→ TASK INSTRUCTIONS:
When a line of the listing below has the string "black" in it, copy that line.
____
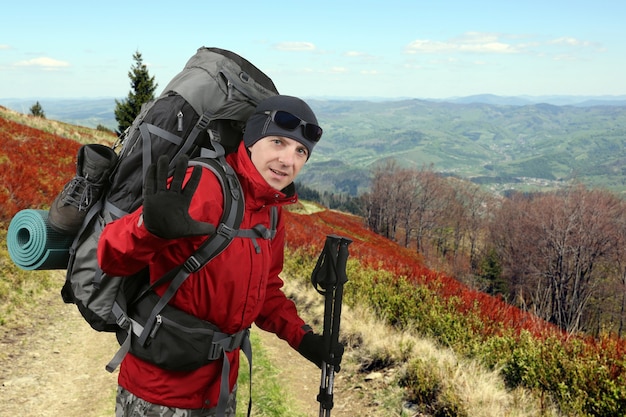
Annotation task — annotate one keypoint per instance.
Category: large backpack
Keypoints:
(201, 113)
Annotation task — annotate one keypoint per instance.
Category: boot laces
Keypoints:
(79, 193)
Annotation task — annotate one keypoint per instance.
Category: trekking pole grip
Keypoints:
(332, 265)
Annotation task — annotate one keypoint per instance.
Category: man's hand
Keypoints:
(166, 210)
(312, 347)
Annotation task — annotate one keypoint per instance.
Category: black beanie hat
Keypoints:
(260, 125)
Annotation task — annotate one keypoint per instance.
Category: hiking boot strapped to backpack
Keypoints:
(201, 113)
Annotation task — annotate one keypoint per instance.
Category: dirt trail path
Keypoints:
(52, 364)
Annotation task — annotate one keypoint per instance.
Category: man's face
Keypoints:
(278, 159)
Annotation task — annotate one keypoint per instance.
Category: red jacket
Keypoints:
(235, 289)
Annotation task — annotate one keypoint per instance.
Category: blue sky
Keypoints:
(393, 48)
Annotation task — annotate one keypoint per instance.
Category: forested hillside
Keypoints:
(523, 145)
(565, 373)
(530, 147)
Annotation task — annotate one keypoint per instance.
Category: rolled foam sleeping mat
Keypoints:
(33, 244)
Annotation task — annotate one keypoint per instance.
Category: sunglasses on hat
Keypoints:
(288, 121)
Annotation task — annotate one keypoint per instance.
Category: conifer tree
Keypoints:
(37, 111)
(143, 88)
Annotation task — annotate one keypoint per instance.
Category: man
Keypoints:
(239, 287)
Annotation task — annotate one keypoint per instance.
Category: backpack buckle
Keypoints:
(192, 264)
(226, 231)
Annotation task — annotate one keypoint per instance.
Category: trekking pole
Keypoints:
(328, 278)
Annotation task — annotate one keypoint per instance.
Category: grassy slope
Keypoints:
(482, 390)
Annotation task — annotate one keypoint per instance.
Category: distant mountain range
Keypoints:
(499, 142)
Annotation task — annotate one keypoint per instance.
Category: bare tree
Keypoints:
(554, 246)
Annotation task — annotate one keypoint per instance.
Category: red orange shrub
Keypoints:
(34, 166)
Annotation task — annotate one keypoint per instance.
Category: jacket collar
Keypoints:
(257, 191)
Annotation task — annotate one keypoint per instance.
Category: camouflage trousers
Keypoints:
(129, 405)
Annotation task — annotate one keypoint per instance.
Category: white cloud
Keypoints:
(295, 46)
(571, 42)
(339, 70)
(473, 42)
(43, 62)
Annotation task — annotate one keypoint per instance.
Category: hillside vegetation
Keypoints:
(526, 146)
(534, 146)
(442, 349)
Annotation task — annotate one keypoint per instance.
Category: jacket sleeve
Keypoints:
(279, 314)
(126, 246)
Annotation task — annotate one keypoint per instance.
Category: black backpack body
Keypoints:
(201, 112)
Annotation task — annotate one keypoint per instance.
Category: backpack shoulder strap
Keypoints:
(216, 243)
____
→ THE ANSWER:
Category: black beanie hat
Category: black backpack body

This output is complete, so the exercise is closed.